### Point labels for objects
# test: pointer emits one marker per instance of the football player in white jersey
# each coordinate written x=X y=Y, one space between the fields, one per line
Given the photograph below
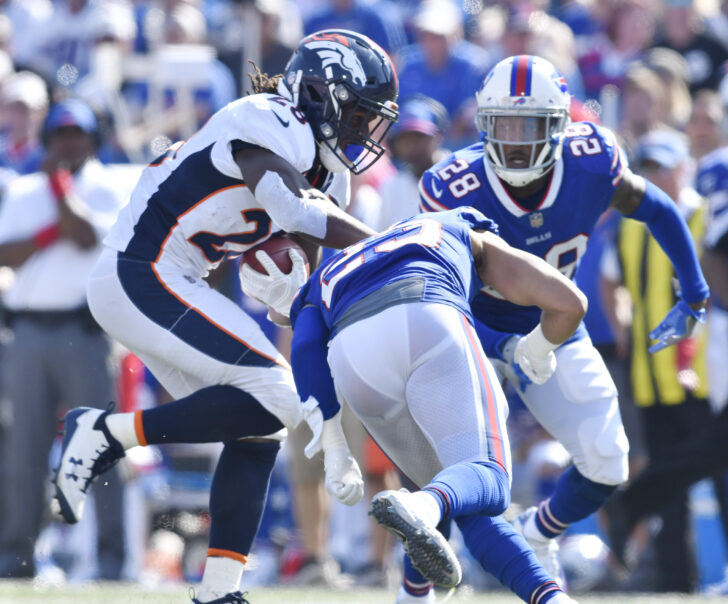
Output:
x=278 y=160
x=545 y=182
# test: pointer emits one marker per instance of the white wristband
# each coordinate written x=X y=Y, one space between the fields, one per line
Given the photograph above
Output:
x=537 y=343
x=332 y=435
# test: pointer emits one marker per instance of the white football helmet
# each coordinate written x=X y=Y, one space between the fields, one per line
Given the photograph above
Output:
x=523 y=102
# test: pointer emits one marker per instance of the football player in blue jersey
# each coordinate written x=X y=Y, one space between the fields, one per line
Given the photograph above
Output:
x=386 y=327
x=545 y=182
x=270 y=162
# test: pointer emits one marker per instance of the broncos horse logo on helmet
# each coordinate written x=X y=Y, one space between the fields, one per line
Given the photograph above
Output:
x=346 y=86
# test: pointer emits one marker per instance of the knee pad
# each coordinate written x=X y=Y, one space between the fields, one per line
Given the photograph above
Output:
x=604 y=448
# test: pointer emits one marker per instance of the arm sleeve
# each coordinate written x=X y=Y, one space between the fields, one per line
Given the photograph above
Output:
x=662 y=217
x=308 y=359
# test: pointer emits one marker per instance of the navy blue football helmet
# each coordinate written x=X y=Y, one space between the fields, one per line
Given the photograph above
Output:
x=346 y=86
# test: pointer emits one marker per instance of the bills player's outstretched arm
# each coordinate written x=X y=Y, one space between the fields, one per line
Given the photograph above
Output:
x=546 y=182
x=639 y=199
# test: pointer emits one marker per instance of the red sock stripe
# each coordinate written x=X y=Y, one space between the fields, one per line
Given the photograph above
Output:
x=226 y=553
x=443 y=497
x=417 y=589
x=546 y=518
x=539 y=593
x=139 y=428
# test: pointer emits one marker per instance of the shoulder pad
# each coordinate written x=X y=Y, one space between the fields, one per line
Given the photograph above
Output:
x=275 y=123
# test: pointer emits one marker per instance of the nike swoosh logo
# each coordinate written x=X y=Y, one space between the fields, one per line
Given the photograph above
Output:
x=280 y=119
x=435 y=190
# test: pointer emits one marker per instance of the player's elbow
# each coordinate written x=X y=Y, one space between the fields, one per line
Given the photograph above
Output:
x=576 y=303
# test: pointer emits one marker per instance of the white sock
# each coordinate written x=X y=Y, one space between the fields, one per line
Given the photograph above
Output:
x=222 y=576
x=121 y=427
x=531 y=532
x=428 y=506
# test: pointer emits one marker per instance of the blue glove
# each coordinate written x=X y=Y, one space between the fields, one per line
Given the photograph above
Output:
x=677 y=325
x=505 y=351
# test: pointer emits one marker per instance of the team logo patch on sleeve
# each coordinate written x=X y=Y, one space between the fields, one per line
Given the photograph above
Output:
x=536 y=220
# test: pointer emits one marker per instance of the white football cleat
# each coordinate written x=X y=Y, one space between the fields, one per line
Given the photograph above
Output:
x=403 y=597
x=546 y=550
x=88 y=450
x=428 y=549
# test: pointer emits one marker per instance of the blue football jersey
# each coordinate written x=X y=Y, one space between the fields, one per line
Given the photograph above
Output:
x=557 y=229
x=434 y=249
x=712 y=183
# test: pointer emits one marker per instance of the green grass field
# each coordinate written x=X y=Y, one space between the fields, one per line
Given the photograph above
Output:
x=20 y=592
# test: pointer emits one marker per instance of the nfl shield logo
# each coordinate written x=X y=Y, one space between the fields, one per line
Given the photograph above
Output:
x=536 y=220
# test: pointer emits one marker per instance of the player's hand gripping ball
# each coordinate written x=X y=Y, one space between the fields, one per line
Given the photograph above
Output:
x=273 y=272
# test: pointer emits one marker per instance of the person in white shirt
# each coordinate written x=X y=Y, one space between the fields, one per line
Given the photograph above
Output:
x=268 y=163
x=51 y=226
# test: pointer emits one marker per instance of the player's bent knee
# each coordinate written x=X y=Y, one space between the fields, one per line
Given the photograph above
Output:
x=604 y=449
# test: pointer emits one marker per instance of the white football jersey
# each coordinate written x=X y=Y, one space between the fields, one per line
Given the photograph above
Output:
x=191 y=207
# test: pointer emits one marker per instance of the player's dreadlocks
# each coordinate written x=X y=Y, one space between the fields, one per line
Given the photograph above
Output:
x=262 y=82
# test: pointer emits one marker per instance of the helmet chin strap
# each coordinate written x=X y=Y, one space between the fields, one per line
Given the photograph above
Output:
x=330 y=159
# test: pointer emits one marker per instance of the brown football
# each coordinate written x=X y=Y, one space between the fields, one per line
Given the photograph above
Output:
x=277 y=248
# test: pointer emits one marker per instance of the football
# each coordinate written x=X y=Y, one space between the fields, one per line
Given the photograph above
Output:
x=277 y=248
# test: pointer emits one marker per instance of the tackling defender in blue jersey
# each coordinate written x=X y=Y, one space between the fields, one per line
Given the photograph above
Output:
x=389 y=320
x=546 y=182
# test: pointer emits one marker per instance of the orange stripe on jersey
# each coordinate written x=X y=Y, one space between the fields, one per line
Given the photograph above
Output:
x=187 y=211
x=226 y=553
x=139 y=428
x=496 y=437
x=209 y=320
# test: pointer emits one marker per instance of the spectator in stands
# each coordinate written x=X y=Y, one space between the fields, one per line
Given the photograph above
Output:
x=684 y=31
x=51 y=226
x=644 y=104
x=704 y=126
x=378 y=20
x=67 y=40
x=668 y=386
x=444 y=66
x=415 y=142
x=28 y=19
x=23 y=105
x=628 y=33
x=674 y=73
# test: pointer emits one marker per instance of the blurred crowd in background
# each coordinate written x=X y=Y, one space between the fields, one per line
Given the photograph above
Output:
x=153 y=71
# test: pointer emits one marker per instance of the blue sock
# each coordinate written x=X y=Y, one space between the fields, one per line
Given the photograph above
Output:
x=212 y=414
x=574 y=498
x=504 y=553
x=471 y=487
x=414 y=583
x=238 y=493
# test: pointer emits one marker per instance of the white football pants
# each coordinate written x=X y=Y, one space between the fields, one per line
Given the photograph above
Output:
x=417 y=378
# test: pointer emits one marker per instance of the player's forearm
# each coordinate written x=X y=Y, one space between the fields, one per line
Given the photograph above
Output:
x=342 y=230
x=669 y=229
x=715 y=267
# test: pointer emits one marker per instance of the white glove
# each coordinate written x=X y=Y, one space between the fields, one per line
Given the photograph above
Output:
x=534 y=354
x=315 y=420
x=276 y=289
x=343 y=477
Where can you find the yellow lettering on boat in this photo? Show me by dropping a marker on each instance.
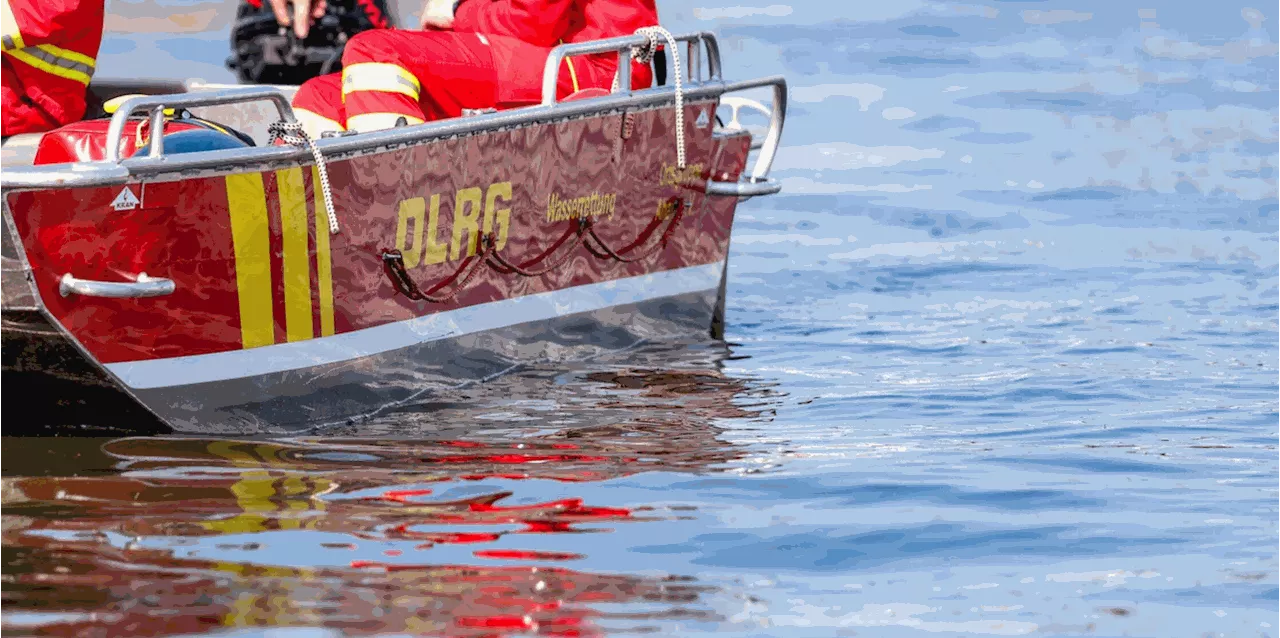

### THE EXERCISE
Render all of the entries above as a numbered list with one line per item. Skip blank lines and leave the pictures out.

### TASK ANSWER
1. # test: pointer emits one marker per instance of the football player in white jersey
2. # each coordinate written x=X y=Y, one space between the fields, one per line
3. Given the photograph below
4. Output:
5. x=278 y=160
6. x=545 y=182
7. # test: pointer emits one marker per instance of the white wristband
8. # each coordinate written x=X y=Y, one space between the fields, one per line
9. Given the photograph above
10. Output:
11. x=537 y=343
12. x=332 y=435
13. # test: pointer emits one marker per instance of the white football helmet
14. # each coordinate written x=X y=Y, one space between the fields, one per line
15. Given the photograph above
16. Output:
17. x=523 y=102
18. # test: pointer emits one marker per instance of the football player in blue jersey
19. # each coordinate written x=X y=Y, one space between the fields, one per line
20. Given the photograph above
21. Output:
22. x=386 y=327
23. x=545 y=182
24. x=270 y=162
25. # test: pointer emits one marker per instance of the broncos horse logo on helmet
26. # each coordinate written x=X y=Y, one space between the fields, one per line
27. Given the photograph above
28. Output:
29. x=346 y=86
30. # test: pointer emits one marker per instance of the knee pad
31. # each coordinate written x=X y=Y, one space between the fields, one per line
32. Given the photograph above
33. Output:
34. x=604 y=448
35. # test: pointer emits one marker per instance of the arm sleeve
36. # each coordinate written x=X y=Y, one space between the fields, one per line
37. Given the photograph above
38. Output:
39. x=662 y=217
40. x=308 y=359
41. # test: pointer emits one marker per instance of the navy blue football helmet
42. # each coordinate written x=X y=Y, one space between the fields, one per line
43. Given the photograph above
44. Output:
45. x=346 y=86
46. # test: pointer emits one marker per instance of the bills player's outstretched arm
47. # each coordinate written x=X y=Y, one space between the fields, one per line
48. Given the photograph above
49. Output:
50. x=546 y=182
51. x=639 y=199
52. # test: pointer emits one marker per instance of the red sock stripe
53. # each coordinate written x=X y=Y, one space between the fields, one per line
54. Given the photograph above
55. Output:
56. x=226 y=553
57. x=443 y=497
58. x=417 y=589
59. x=546 y=518
60. x=539 y=593
61. x=139 y=428
62. # test: pointer emits one marker per instance of the shoulder pad
63. # each coordinate written x=X y=Y, one space between the fields, one per line
64. Given the photograph above
65. Output:
66. x=275 y=123
67. # test: pointer emits one marker per instance of the nike swoosh logo
68. # each coordinate written x=X y=Y, one space between the fields, one per line
69. Given the photograph above
70. Output:
71. x=280 y=119
72. x=435 y=190
73. # test: pointer emits one marker per instance of the player's elbow
74. # each coordinate written x=X y=Y, one space between the fields, one per line
75. Given the photograph above
76. Output:
77. x=576 y=303
78. # test: pointer emits one marker per instance of the white sock
79. # each coordinate written x=X y=Y, one space between the fields, one per line
80. Given the photograph above
81. Output:
82. x=222 y=576
83. x=121 y=427
84. x=531 y=532
85. x=428 y=506
86. # test: pointer emits one marker per instance of the blue glove
87. # each coordinate written x=X y=Y, one space between the fields, one per line
88. Given the photograph above
89. Output:
90. x=677 y=325
91. x=505 y=351
92. # test: pointer emits one marker per instance of the team logo patch on sleeve
93. # each coordinate written x=X y=Y, one space between the fields, one per line
94. Given the photograph above
95. Output:
96. x=536 y=220
97. # test: pointer emits one marker per instance of the white football cleat
98. # each coordinate written x=X y=Y, one space between the fields, one per line
99. Given the photograph above
100. Output:
101. x=403 y=597
102. x=546 y=550
103. x=88 y=450
104. x=428 y=549
105. # test: pointer emits one marker per instance of the blue football jersey
106. # each coordinate written x=X y=Y, one space between the fields, one per line
107. Given the photograph above
108. Output:
109. x=557 y=229
110. x=434 y=249
111. x=712 y=183
112. # test: pointer emits one marker per instance of the green grass field
113. # each coordinate written x=X y=Y, one space between the fields, one per line
114. Given the photograph above
115. Output:
116. x=20 y=592
117. # test: pointer emits one marker per instance of the nfl shield logo
118. # each coordinate written x=X y=Y, one space between the fields, one per line
119. Given the photograph above
120. Output:
121. x=536 y=220
122. # test: pointer emits one marker per instance of the player's hand gripping ball
123. # each coordinate written x=X y=Y, one space between the fields, one per line
124. Given the photograph above
125. Output:
126. x=273 y=272
127. # test: pointer emits one marker per instance of the person in white shirt
128. # each coordinate written x=X y=Y, one space between the fields, one per line
129. Given the photograph above
130. Output:
131. x=268 y=163
132. x=51 y=226
133. # test: pointer emits one marker per instance of the player's bent knee
134. # each coordinate written x=X y=Y, one space between the fields, one per line
135. Given the photograph above
136. Output:
137. x=604 y=449
138. # test: pointer emits one marker per instance of the white football jersey
139. # each coordinate written x=X y=Y, one space between the fields, one per line
140. Given the photograph above
141. Output:
142. x=191 y=207
143. # test: pointer emits one marker per instance of the player's dreadlocks
144. # each coordinate written x=X y=Y, one space between the fields, one per line
145. Given the photograph above
146. Output:
147. x=262 y=82
148. # test: pointer emits one marker per instance of the helmet chin strap
149. # each coordinate written x=X y=Y, one space between the fields, one per line
150. Given the photograph above
151. Output:
152. x=330 y=159
153. # test: pointer emits one marker per instance of the brown football
154. # each coordinate written x=X y=Y, one space between the fields, one per line
155. Given the photograph above
156. Output:
157. x=277 y=248
158. # test: pointer emits one marker per instance of the football
159. # each coordinate written x=X y=Y, one space between the fields, one per line
160. Given the photograph above
161. Output:
162. x=277 y=248
163. # test: pointer emits one marker per instance of the tackling defender in blue jersey
164. # each coordinate written x=X y=Y, one space between the fields, one per line
165. Given the photograph above
166. Output:
167. x=389 y=320
168. x=546 y=182
169. # test: pointer emits one marker per instance of the orange stripe on jersey
170. # each coordinate written x=X y=Y, one space between the fields, one per line
171. Given the photograph above
172. Output:
173. x=187 y=211
174. x=226 y=553
175. x=139 y=428
176. x=496 y=437
177. x=209 y=320
178. # test: pointer emits one marker per instance of the spectator in stands
179. # each coordinate written x=X y=Y, one space between the fields, one per line
180. Given the photograph above
181. Output:
182. x=684 y=31
183. x=51 y=226
184. x=644 y=104
185. x=704 y=126
186. x=378 y=20
187. x=67 y=40
188. x=668 y=386
189. x=444 y=66
190. x=415 y=142
191. x=28 y=19
192. x=23 y=105
193. x=628 y=33
194. x=674 y=73
195. # test: pointer emits one marker per instance of the blurred crowd in background
196. # each coordinate written x=X y=Y, one space between the fields, one per line
197. Given the photograph above
198. Output:
199. x=153 y=71
200. # test: pointer emits one marker per instance of the blue sock
201. # each coordinate written x=X y=Y, one space between the fields, one per line
202. Given the photograph above
203. Output:
204. x=212 y=414
205. x=574 y=498
206. x=504 y=553
207. x=471 y=487
208. x=414 y=583
209. x=238 y=493
210. # test: pointer emits one marker per instance of the white football pants
211. # each coordinate written x=X y=Y, one space between the fields, one per line
212. Given the photograph above
213. Output:
214. x=417 y=378
215. # test: pointer emits one marker per instance of the player's forearm
216. # each coordinate written x=X y=Y, one space between the fields, one per line
217. Given the photograph above
218. Output:
219. x=342 y=230
220. x=669 y=229
221. x=715 y=267
222. # test: pointer emits one marker per instance of the white glove
223. # each coordinate written x=X y=Y, one space between the fields, one per line
224. Given the photograph above
225. Output:
226. x=534 y=354
227. x=315 y=420
228. x=276 y=289
229. x=343 y=477
230. Where can you find the yellow lettering on boat in this photo? Show me by dropping a marker on each instance.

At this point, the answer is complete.